··· Input
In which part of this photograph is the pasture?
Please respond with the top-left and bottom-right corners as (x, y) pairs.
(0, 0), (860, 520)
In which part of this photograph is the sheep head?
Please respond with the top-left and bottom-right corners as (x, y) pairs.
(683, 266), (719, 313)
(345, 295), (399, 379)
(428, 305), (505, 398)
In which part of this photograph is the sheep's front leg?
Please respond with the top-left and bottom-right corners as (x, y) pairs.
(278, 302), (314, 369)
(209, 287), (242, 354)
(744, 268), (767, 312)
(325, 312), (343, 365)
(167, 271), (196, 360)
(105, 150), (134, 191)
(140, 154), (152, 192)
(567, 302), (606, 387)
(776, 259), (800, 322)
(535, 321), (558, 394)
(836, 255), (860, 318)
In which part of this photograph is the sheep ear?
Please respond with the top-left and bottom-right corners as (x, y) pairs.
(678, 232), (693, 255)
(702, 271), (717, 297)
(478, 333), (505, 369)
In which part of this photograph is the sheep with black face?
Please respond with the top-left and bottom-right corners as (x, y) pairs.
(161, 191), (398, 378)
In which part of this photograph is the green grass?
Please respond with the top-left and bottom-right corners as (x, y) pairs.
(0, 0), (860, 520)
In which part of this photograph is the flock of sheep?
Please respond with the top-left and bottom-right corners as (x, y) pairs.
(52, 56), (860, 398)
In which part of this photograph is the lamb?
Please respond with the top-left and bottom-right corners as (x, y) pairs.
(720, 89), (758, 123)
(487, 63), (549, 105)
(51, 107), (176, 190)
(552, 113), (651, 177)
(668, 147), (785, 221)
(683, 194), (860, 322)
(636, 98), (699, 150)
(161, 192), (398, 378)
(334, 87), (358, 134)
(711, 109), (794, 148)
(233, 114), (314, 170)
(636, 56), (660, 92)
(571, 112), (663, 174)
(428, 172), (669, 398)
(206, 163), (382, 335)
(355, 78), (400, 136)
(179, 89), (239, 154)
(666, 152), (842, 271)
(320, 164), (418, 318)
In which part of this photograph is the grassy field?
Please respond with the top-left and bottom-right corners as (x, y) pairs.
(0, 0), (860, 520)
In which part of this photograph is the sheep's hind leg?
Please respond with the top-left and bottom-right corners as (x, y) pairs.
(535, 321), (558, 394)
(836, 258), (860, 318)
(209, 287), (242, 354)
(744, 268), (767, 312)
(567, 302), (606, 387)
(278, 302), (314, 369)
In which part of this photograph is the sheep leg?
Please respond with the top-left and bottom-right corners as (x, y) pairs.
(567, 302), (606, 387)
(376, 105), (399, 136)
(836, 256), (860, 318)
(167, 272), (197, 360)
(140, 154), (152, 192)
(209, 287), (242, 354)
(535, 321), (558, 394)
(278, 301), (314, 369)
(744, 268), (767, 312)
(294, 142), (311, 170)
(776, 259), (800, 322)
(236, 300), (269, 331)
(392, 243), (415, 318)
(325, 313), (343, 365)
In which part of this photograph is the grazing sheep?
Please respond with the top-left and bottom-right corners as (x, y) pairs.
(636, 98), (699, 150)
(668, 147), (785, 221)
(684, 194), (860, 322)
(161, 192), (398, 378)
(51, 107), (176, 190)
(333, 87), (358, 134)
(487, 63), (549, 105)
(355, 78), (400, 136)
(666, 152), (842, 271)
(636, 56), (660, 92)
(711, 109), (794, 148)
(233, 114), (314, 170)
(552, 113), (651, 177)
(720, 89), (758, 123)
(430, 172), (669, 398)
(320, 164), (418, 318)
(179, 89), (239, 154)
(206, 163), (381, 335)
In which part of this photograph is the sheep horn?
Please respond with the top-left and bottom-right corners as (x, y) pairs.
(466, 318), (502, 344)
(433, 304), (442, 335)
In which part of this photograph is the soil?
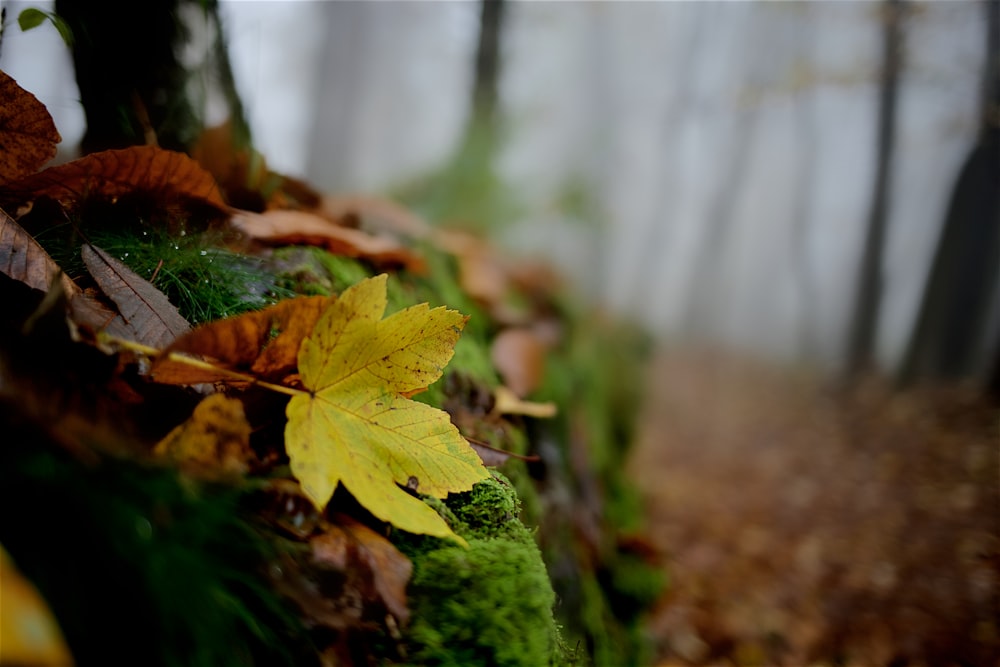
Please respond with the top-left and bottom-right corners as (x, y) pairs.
(630, 350), (1000, 667)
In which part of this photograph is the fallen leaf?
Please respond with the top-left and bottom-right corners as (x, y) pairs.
(80, 244), (191, 347)
(230, 210), (425, 272)
(466, 437), (541, 468)
(317, 195), (431, 238)
(9, 146), (228, 211)
(285, 274), (487, 542)
(0, 210), (132, 344)
(0, 71), (62, 183)
(309, 515), (413, 623)
(493, 385), (558, 419)
(150, 296), (336, 384)
(490, 327), (548, 398)
(0, 206), (80, 296)
(153, 394), (255, 475)
(0, 547), (73, 667)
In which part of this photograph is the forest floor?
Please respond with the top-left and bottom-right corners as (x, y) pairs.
(630, 350), (1000, 667)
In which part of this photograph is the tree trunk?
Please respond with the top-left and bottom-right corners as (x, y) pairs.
(898, 2), (1000, 393)
(846, 0), (904, 380)
(56, 0), (249, 153)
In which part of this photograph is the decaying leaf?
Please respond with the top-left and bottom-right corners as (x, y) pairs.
(0, 206), (80, 296)
(150, 296), (336, 384)
(309, 515), (413, 623)
(0, 71), (62, 183)
(466, 438), (541, 468)
(0, 547), (73, 667)
(153, 394), (255, 474)
(230, 210), (424, 272)
(490, 327), (548, 398)
(317, 195), (431, 238)
(0, 210), (133, 344)
(4, 146), (228, 211)
(80, 244), (191, 347)
(285, 274), (487, 541)
(493, 385), (557, 419)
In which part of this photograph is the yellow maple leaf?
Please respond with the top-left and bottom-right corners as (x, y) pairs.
(285, 274), (487, 542)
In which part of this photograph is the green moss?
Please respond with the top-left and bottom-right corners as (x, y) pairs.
(408, 539), (558, 667)
(397, 471), (566, 666)
(0, 418), (311, 667)
(39, 223), (294, 324)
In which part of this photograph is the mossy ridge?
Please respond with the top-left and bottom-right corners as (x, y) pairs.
(529, 314), (666, 665)
(394, 470), (570, 667)
(0, 412), (314, 667)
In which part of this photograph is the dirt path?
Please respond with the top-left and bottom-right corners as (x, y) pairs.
(631, 352), (1000, 667)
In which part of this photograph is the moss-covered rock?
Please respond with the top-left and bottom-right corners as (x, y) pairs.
(404, 471), (566, 667)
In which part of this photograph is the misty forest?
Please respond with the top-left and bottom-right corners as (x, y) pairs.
(0, 0), (1000, 667)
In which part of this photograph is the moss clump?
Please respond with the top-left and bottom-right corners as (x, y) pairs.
(402, 472), (566, 667)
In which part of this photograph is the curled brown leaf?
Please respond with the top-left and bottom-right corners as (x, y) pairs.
(231, 210), (425, 272)
(9, 146), (228, 211)
(0, 71), (62, 183)
(150, 296), (336, 384)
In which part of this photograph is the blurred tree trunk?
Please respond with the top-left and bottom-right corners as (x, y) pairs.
(470, 0), (507, 131)
(846, 0), (905, 380)
(899, 0), (1000, 394)
(55, 0), (249, 153)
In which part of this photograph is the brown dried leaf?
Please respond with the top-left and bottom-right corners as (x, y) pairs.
(0, 206), (80, 297)
(231, 210), (425, 272)
(0, 210), (132, 336)
(316, 195), (431, 238)
(150, 296), (336, 384)
(4, 146), (228, 211)
(490, 328), (546, 398)
(466, 437), (541, 468)
(81, 245), (191, 348)
(153, 394), (255, 474)
(0, 71), (62, 183)
(493, 385), (559, 419)
(309, 515), (413, 623)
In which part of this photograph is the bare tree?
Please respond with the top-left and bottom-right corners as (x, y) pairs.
(846, 0), (905, 379)
(898, 0), (1000, 394)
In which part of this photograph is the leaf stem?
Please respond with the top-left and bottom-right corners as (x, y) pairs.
(103, 334), (308, 396)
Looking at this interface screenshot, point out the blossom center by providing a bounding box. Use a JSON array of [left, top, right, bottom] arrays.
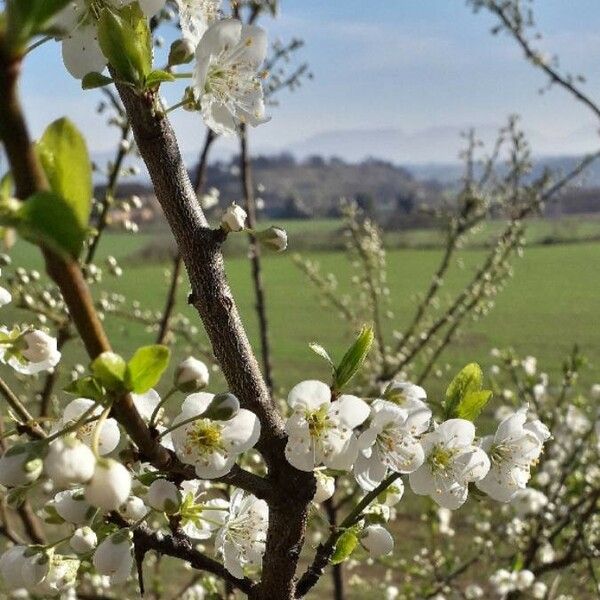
[[186, 419, 223, 454]]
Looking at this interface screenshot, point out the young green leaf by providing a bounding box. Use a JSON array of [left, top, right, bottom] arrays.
[[333, 327, 373, 392], [98, 2, 152, 89], [6, 0, 69, 51], [81, 71, 113, 90], [65, 376, 105, 401], [146, 69, 175, 89], [456, 390, 492, 421], [16, 192, 85, 258], [308, 342, 335, 371], [444, 363, 492, 421], [125, 344, 171, 394], [331, 529, 358, 565], [90, 352, 127, 392], [37, 118, 92, 231]]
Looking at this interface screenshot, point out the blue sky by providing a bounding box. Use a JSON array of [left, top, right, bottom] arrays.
[[17, 0, 600, 163]]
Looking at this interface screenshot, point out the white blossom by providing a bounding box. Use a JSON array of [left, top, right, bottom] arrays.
[[52, 398, 121, 456], [44, 435, 96, 487], [215, 490, 269, 579], [175, 356, 209, 394], [69, 526, 98, 554], [313, 470, 335, 504], [146, 479, 181, 515], [31, 553, 81, 598], [0, 546, 27, 590], [171, 392, 260, 479], [21, 550, 53, 589], [118, 496, 150, 521], [179, 480, 229, 540], [221, 202, 248, 232], [354, 400, 431, 490], [131, 389, 160, 423], [54, 0, 165, 79], [285, 380, 369, 471], [92, 531, 133, 584], [52, 490, 96, 525], [0, 286, 12, 308], [85, 458, 131, 511], [476, 408, 542, 502], [360, 525, 394, 558], [194, 19, 267, 135], [176, 0, 221, 49], [0, 444, 43, 487], [409, 419, 490, 510]]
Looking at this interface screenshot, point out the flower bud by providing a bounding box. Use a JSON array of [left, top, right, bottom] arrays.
[[21, 550, 51, 589], [515, 569, 535, 591], [146, 479, 181, 515], [0, 444, 43, 487], [256, 227, 287, 252], [175, 356, 209, 394], [92, 530, 133, 583], [0, 286, 12, 307], [44, 436, 96, 487], [31, 553, 81, 598], [360, 525, 394, 558], [69, 527, 98, 554], [85, 458, 131, 511], [169, 38, 196, 67], [202, 392, 240, 421], [52, 490, 96, 525], [21, 329, 61, 373], [119, 496, 148, 521], [313, 471, 335, 504], [221, 202, 248, 233], [0, 546, 27, 590]]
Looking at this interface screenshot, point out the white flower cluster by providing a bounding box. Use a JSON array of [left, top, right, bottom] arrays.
[[286, 381, 550, 510], [55, 0, 268, 135]]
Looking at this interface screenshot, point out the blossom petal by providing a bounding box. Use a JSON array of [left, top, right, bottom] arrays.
[[288, 380, 330, 418], [329, 394, 371, 429], [62, 23, 107, 79]]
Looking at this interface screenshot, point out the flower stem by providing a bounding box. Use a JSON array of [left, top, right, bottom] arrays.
[[158, 415, 203, 440], [150, 386, 177, 427], [92, 405, 112, 456]]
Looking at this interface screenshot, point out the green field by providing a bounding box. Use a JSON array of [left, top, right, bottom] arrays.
[[5, 222, 600, 396]]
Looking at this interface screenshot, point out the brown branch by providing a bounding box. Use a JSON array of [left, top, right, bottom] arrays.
[[40, 322, 72, 417], [118, 86, 315, 600], [486, 2, 600, 119], [240, 125, 273, 394], [156, 253, 182, 344]]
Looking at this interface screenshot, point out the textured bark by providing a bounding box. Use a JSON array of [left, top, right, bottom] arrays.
[[240, 125, 273, 394]]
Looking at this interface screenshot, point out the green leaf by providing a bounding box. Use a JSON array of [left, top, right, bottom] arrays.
[[98, 2, 152, 89], [0, 171, 14, 200], [6, 0, 69, 50], [146, 69, 175, 89], [333, 327, 374, 392], [331, 529, 358, 565], [90, 352, 127, 391], [15, 192, 85, 258], [444, 363, 492, 421], [65, 376, 105, 401], [125, 344, 171, 394], [81, 71, 113, 90], [37, 118, 92, 232], [308, 342, 335, 371], [456, 390, 492, 421]]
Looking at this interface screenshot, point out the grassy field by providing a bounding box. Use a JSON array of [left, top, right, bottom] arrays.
[[7, 222, 600, 396]]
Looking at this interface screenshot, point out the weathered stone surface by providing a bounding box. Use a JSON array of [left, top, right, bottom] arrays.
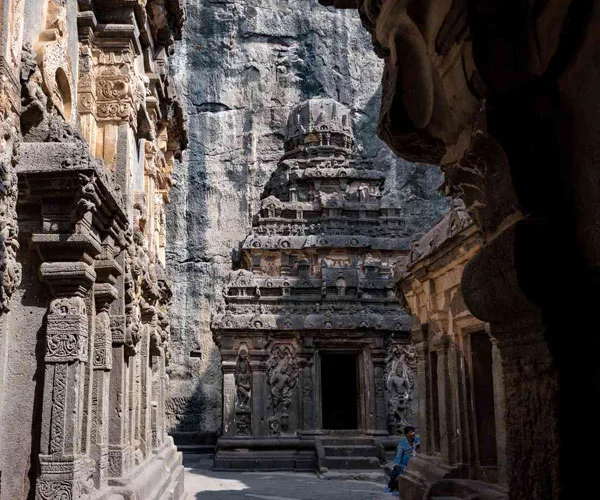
[[321, 0, 600, 499], [167, 0, 446, 433]]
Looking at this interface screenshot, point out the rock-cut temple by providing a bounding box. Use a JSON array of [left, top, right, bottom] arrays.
[[212, 99, 416, 470]]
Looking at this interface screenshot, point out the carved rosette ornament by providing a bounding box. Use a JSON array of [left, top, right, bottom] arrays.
[[45, 297, 88, 363], [267, 344, 299, 434]]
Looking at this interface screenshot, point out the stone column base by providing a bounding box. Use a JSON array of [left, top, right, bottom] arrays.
[[96, 436, 185, 500]]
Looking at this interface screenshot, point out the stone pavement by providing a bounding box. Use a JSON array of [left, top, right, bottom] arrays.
[[184, 455, 398, 500]]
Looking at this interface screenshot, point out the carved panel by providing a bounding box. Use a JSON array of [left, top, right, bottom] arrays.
[[267, 344, 298, 434], [385, 344, 417, 434], [49, 363, 69, 454]]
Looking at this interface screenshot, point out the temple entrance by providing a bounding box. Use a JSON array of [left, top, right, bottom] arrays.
[[470, 331, 498, 468], [321, 353, 358, 429]]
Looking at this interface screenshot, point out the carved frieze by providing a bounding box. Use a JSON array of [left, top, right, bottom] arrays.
[[381, 344, 417, 433], [45, 297, 88, 363], [235, 344, 252, 410]]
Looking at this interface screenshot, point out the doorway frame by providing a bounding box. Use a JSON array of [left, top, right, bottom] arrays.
[[315, 346, 372, 434]]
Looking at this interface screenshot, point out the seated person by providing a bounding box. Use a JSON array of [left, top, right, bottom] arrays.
[[387, 425, 421, 491]]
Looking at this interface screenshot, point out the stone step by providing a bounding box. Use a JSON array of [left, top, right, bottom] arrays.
[[177, 444, 215, 455], [318, 469, 386, 482], [323, 445, 377, 457], [321, 437, 373, 446], [325, 456, 380, 470]]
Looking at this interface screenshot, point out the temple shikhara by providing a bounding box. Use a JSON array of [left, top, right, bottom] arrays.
[[0, 0, 600, 500], [212, 99, 416, 470]]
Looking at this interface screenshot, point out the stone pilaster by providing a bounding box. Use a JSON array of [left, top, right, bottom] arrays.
[[108, 314, 131, 477], [415, 341, 433, 455], [90, 276, 118, 488], [36, 262, 96, 500]]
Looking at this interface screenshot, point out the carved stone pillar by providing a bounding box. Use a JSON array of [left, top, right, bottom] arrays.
[[462, 226, 560, 498], [373, 351, 388, 435], [222, 360, 236, 436], [437, 335, 457, 464], [250, 349, 269, 436], [415, 341, 433, 455], [138, 307, 157, 458], [490, 337, 508, 484], [90, 270, 118, 488], [36, 262, 96, 499]]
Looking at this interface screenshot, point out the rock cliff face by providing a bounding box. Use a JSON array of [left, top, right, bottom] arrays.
[[167, 0, 447, 433]]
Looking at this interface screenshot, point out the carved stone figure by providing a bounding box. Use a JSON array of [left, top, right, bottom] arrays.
[[267, 345, 298, 431], [386, 345, 416, 433]]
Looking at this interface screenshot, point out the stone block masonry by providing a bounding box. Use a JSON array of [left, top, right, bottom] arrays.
[[0, 0, 187, 500]]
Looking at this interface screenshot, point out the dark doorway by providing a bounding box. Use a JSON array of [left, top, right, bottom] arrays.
[[321, 353, 358, 429], [471, 332, 498, 467]]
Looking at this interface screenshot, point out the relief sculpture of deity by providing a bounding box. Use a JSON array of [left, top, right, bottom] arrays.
[[235, 344, 252, 410], [267, 345, 298, 434], [386, 345, 416, 433]]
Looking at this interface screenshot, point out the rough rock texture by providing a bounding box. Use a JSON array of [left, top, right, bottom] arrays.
[[167, 0, 447, 433]]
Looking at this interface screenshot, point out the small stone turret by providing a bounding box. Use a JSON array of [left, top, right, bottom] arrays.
[[212, 99, 416, 470], [285, 99, 354, 154]]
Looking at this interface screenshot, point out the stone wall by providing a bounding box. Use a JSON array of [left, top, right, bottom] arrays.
[[167, 0, 446, 433]]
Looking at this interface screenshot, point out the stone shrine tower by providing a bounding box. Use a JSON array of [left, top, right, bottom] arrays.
[[212, 99, 416, 470]]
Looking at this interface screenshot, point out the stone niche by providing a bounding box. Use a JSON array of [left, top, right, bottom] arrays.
[[0, 0, 187, 500], [212, 99, 417, 471]]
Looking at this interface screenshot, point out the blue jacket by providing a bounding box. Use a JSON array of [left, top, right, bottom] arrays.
[[394, 436, 419, 471]]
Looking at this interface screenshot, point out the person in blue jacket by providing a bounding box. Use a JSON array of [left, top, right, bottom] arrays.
[[387, 425, 421, 491]]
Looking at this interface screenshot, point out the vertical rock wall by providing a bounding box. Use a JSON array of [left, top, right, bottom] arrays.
[[167, 0, 447, 433]]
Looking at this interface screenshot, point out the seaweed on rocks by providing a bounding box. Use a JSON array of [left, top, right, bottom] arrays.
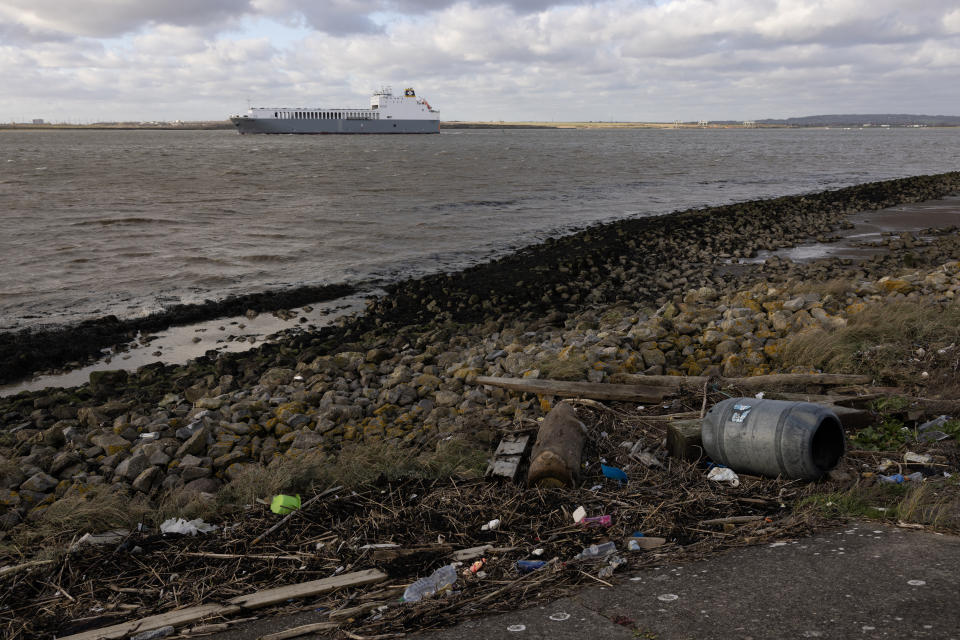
······
Copy the lines word for word, from the line with "In which part of this photograph is the green moss?" up to and including the line with "(402, 472), (566, 667)".

## The result
In which part of this photograph is the green moss?
Please respond with the top-left and bottom-right corners as (x, y) pairs.
(408, 539), (558, 667)
(397, 471), (566, 666)
(0, 418), (311, 667)
(39, 223), (294, 324)
In which part of this photograph is the mossy ridge?
Please respond with the top-left and bottom-right corners as (x, y) pairs.
(529, 314), (666, 665)
(394, 470), (570, 667)
(0, 412), (314, 667)
In which part of this photograph is the dirt path?
Please respond with the top-left and bottom-right corners as (x, y) pairs.
(631, 352), (1000, 667)
In which part of this photograph is the moss-covered rock?
Please respond with the top-left and bottom-right corners as (x, y) pairs.
(404, 471), (566, 667)
In which part of this photograph is the misty forest?
Please respond with the top-left and bottom-right corners as (x, y) pairs.
(0, 0), (1000, 667)
In which part of this photograph is the moss clump?
Please respond with the top-left and bottom-right corners as (x, y) pairs.
(402, 472), (566, 667)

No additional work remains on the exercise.